This has been a phase of confusion and doubt. Long time friend and arch nemesis, Joel, gave me a long lecture filed with analogies I didn't get, parables that were equally unclear, and illustrative stories that covered everything from Madonna to who knows what.
The maddening part is that all the ranting had an impact and was helpful in kick starting a return to a more pleasant and productive outlook. Some friends are willing to tell you when you a messing up, and I have the feeling Joel enjoys it. He'd deny that, but over the years this has happened a few times. Many years ago his blunt assessment of my state of mind and spirit was one of the influences that probably helped me save my own life.
Let me go on record as saying that admitting Joel is right is totally against my grain. Thankfully, he is usually wrong, or I have no idea what the parable means so I am spared the impulse to disagree with the point. But, there are times, when it counts, when he is right. This was one of them.
I'm unclear what put me in such a sea of self doubt and confusion. And free floating worry. Some things in my life are not bad. I think it is the fear of being able to deserve of be prepared for the good things that freezes me in my tracks as I watch myself sabotage the gifts life lays at my feet. I can think of many reasons why I have to do that, but none of them really make sense.

* BRIEF A
From the reflection on Joel's lecture, list each kind of material the lecture was filled with, as the reflection describes it.

Some rows:

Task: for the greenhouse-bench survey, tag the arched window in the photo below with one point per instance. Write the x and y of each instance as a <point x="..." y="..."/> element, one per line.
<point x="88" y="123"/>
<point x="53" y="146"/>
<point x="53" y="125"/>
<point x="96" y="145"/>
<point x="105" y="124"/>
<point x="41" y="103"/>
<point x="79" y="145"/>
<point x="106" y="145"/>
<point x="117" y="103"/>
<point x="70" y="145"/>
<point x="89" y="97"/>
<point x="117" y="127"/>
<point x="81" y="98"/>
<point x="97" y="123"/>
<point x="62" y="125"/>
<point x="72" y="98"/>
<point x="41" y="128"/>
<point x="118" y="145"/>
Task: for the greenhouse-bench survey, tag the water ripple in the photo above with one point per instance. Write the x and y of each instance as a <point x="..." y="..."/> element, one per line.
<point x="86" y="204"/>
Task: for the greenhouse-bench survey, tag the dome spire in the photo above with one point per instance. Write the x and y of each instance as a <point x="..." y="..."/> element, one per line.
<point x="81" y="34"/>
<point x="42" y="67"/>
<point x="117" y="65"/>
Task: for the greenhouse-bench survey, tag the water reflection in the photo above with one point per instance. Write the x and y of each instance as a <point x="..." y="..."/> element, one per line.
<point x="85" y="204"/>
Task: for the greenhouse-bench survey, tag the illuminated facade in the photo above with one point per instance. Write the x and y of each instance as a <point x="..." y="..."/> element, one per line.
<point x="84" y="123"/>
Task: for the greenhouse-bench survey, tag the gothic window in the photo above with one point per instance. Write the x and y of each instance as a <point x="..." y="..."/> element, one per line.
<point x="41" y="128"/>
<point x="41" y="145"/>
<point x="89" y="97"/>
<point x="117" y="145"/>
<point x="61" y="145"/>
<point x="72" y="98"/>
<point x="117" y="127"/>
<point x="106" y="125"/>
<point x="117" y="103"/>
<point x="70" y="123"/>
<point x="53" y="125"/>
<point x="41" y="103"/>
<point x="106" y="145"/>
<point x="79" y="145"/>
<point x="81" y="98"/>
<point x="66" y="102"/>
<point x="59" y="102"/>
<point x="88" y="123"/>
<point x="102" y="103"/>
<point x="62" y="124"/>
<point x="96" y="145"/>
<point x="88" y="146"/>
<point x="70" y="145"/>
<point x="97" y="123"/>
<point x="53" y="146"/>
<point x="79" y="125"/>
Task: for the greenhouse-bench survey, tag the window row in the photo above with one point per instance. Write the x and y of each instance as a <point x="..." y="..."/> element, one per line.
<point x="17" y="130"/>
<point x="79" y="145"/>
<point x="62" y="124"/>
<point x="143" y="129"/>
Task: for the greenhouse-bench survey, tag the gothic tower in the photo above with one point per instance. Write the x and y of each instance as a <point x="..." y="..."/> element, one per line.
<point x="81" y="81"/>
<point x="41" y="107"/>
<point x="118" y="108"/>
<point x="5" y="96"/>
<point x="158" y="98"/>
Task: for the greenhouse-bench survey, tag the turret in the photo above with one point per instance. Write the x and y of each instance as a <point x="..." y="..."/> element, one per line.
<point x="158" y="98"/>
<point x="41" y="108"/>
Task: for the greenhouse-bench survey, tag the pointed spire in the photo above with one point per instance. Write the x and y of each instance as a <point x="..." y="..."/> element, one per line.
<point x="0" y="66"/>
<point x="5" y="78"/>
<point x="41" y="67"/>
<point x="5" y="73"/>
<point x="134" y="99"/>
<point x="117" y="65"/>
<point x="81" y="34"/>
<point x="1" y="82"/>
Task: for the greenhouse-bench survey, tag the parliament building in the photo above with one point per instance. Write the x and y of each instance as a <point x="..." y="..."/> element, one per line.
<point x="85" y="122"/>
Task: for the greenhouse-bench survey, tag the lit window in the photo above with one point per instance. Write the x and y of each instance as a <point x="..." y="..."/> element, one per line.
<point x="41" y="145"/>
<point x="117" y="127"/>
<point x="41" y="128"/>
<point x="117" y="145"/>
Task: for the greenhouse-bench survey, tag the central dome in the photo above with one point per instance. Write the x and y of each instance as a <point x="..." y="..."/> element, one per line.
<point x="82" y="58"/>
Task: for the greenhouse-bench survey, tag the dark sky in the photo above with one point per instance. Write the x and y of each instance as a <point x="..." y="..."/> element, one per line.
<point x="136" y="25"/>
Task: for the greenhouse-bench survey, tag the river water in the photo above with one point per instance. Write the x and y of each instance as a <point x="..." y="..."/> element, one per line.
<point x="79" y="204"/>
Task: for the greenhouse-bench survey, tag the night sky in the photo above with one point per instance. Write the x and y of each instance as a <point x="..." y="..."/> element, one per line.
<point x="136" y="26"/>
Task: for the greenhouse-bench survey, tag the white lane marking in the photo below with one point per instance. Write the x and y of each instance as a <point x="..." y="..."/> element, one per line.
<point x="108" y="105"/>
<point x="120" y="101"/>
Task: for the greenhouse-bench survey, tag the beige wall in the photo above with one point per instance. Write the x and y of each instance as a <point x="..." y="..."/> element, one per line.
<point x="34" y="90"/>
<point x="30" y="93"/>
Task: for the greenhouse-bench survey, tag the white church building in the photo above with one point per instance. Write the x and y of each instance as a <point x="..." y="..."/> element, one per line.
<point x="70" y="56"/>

* BRIEF B
Please extract every one of the rows containing the word "facade", where case counts.

* OUTPUT A
analogies I didn't get
parables that were equally unclear
illustrative stories that covered everything from Madonna to who knows what

* OUTPUT B
Task: for the greenhouse-bench survey, tag the illuminated facade in the photo above with one point per instance. Write the x and y of each instance as a <point x="..." y="..."/> element, one per line.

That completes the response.